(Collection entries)
'''

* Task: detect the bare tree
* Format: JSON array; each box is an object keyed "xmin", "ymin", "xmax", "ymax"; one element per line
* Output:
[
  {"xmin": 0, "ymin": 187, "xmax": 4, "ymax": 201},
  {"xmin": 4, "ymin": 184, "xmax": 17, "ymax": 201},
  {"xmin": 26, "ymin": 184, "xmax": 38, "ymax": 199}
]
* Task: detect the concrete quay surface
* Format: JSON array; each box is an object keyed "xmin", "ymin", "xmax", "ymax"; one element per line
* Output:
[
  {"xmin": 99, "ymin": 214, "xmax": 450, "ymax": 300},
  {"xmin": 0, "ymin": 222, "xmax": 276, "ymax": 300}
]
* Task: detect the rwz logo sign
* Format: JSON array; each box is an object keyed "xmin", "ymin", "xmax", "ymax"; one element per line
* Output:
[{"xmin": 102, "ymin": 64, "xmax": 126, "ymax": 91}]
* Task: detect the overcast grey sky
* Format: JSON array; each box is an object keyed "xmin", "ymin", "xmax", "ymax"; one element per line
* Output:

'''

• _Problem details_
Line by line, copy the data above.

• _Response_
* Task: detect the bare tree
* Format: JSON array; each box is an object keyed "xmin", "ymin", "xmax", "ymax"; one element per line
* Output:
[
  {"xmin": 0, "ymin": 187, "xmax": 4, "ymax": 201},
  {"xmin": 4, "ymin": 184, "xmax": 17, "ymax": 201},
  {"xmin": 26, "ymin": 184, "xmax": 38, "ymax": 199}
]
* Task: detect the concrete quay surface
* Format: JSON array; each box is an object keyed "xmin", "ymin", "xmax", "ymax"; one element per line
* Output:
[
  {"xmin": 99, "ymin": 214, "xmax": 450, "ymax": 300},
  {"xmin": 0, "ymin": 222, "xmax": 276, "ymax": 300}
]
* Task: detect the rwz logo sign
* Format: JSON array; each box is an object keyed "xmin", "ymin", "xmax", "ymax"; one element per line
* Output:
[{"xmin": 102, "ymin": 64, "xmax": 126, "ymax": 91}]
* Task: detect the overcast grey sky
* Format: JSON array; each box is an object keyed "xmin", "ymin", "xmax", "ymax"; one element per line
* Output:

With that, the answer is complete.